Passage provided ▸

━━━━

A treatise on MUSHcode

A treatise on MUSHcode walker Tue, 2009-10-13 23:14

I originally wrote this to describe mushcode to a few programming friends to help explain why I think learning MUSHcode as well as I did considerably aided my understanding of programming in many fields. It started off a simple summary, then an endless loop of: "I should expand on that ... I should explain this ... This could probably use clarification ..." and so ended up with this. =)

What's interesting is just how amazingly complicated it gets, and yet once you've got a solid grasp of all these ideas, they fairly directly apply to parallel and concurrent programming.

Premises: A mush is basically a large world with lots of objects (rooms, players, things, exits (that go from one room to another)) in it. On an active mush, a large number of those things will probably have commands in one or more of the 'queue's. A number of issues are in force here:

* Permission: Does object A have permission to affect object B?

━━━━

Given exercise 1 ▸ What kinds of objects does the MUSHcode treatise say a mush contains?
Given exercise 2 ▸ Continue the MUSHcode treatise from the point where it stops.

━━━━

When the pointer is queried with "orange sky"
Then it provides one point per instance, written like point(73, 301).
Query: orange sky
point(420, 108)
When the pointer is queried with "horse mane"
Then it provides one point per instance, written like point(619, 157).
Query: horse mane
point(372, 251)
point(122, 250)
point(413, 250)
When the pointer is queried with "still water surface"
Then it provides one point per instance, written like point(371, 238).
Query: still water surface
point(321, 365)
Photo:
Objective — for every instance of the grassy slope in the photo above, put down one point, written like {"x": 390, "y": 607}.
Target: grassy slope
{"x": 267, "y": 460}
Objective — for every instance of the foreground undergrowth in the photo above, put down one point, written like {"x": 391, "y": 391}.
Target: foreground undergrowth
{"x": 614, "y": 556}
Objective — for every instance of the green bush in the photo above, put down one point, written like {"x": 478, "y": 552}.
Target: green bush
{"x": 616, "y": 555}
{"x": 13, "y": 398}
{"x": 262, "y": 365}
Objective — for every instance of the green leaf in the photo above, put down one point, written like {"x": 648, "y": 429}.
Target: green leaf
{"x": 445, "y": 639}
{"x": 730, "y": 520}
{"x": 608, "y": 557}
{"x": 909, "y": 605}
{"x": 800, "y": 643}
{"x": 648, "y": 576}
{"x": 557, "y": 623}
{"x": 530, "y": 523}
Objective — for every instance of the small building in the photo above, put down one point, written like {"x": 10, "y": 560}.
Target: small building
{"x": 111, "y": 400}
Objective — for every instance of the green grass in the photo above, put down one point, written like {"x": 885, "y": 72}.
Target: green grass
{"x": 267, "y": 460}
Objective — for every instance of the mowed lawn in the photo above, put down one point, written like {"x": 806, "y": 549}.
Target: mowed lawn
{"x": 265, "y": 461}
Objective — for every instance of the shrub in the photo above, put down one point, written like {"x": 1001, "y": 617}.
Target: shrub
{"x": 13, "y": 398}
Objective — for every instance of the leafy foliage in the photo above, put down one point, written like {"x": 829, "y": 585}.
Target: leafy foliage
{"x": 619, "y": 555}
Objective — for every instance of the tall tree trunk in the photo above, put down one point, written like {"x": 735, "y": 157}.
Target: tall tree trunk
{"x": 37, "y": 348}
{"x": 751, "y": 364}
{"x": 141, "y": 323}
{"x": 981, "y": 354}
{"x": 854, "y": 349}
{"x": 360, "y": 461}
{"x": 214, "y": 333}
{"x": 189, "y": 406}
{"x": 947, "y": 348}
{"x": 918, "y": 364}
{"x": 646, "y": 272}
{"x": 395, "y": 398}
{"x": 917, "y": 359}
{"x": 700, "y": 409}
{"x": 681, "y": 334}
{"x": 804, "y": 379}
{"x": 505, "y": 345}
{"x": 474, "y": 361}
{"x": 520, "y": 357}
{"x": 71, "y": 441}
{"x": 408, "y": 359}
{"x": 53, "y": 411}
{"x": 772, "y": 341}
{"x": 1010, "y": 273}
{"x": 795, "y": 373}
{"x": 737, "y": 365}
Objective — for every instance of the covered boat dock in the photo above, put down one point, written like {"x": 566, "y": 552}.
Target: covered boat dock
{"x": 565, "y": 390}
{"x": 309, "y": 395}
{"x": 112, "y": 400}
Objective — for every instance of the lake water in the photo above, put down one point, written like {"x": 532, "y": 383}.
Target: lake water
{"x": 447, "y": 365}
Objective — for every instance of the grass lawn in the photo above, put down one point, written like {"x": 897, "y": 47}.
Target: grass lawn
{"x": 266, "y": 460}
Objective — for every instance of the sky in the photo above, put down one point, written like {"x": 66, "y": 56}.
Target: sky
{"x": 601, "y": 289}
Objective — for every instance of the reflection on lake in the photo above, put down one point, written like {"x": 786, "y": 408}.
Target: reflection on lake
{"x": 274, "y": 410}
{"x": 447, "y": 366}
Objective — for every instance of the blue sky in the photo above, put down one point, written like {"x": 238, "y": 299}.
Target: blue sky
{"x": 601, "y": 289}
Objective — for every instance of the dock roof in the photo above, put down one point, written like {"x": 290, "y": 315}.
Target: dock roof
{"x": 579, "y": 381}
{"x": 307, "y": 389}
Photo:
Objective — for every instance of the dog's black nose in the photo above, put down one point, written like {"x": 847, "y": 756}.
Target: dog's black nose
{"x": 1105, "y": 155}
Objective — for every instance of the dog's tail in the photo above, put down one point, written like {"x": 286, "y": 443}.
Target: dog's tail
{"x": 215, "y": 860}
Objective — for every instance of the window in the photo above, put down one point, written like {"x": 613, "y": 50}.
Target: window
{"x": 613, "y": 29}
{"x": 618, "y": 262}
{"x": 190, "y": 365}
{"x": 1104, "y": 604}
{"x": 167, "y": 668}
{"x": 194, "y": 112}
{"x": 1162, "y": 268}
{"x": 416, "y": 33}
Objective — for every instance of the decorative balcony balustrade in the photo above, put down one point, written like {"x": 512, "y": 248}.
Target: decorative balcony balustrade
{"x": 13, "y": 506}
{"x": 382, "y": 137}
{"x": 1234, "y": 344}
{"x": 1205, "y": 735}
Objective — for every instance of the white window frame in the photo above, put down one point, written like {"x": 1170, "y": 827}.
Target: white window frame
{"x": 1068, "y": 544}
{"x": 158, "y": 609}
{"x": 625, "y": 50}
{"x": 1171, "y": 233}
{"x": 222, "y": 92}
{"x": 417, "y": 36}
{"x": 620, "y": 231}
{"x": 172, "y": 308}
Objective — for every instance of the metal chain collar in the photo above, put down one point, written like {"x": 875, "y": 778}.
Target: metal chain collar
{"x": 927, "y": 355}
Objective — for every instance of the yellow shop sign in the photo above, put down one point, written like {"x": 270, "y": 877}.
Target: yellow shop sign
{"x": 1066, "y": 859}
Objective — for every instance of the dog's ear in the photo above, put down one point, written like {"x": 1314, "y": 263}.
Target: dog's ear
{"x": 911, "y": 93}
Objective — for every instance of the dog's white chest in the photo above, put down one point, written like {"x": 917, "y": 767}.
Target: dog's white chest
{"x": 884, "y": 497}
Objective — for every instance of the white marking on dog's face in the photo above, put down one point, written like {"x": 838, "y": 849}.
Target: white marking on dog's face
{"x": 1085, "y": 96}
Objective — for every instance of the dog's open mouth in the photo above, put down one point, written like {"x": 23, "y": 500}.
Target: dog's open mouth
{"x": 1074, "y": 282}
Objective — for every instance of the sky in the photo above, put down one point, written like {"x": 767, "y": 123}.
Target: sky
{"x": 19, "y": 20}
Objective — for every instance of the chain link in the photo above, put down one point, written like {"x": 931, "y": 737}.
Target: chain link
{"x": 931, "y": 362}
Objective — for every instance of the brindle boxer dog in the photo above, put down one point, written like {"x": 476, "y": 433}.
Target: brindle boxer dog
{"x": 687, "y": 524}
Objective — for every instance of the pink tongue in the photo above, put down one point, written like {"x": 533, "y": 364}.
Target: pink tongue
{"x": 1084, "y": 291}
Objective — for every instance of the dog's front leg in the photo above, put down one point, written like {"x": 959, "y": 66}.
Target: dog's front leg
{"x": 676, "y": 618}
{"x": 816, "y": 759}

━━━━

Response 1 ▸ Rooms, players, things, and exits that go from one room to another.

Response 2 ▸
* Message passing: called 'pemiting' - sending text to other objects.
* Concurrency: If object A is doing something to object C, and object B destroys C (or otherwise makes something happen that invalidates A's operation), what happens? Or worse, B destroys A?
* Object A sends a message to object B. What happens then?

So there are three different language parsers in a mush. (Four if you count SQL, but we'll leave that out for now.) They are:

- The command parser.
- The function parser.
- The locks. (These handle permissions)

In addition to this, there is:

- Everything is a string.
- Attributes. MUSH's version of variables
- The command queues.
- Queue Entries.
- Command *lists*. Not related to the queue.
- The name matcher. (Given the string "Walker", find what is meant by that.)
- The command matcher. (Given the string "+who", what object has the code that runs it?)
- 'pemit' messages and "listening"
- Semaphores and @waits (kinda like a "sleep 10 ; echo hi" in bash)

(I may be leaving a few things out, but I've got the gist of it).

Complicated yet? Let's dive into those. I've known accomplished programmers to break down and go mad when faced with these things. (Granted, those are typically the ones who learned only one paradigm so they're lost without it. And it often helps them hugely with programming in other languages if they put time into learning mushcode.)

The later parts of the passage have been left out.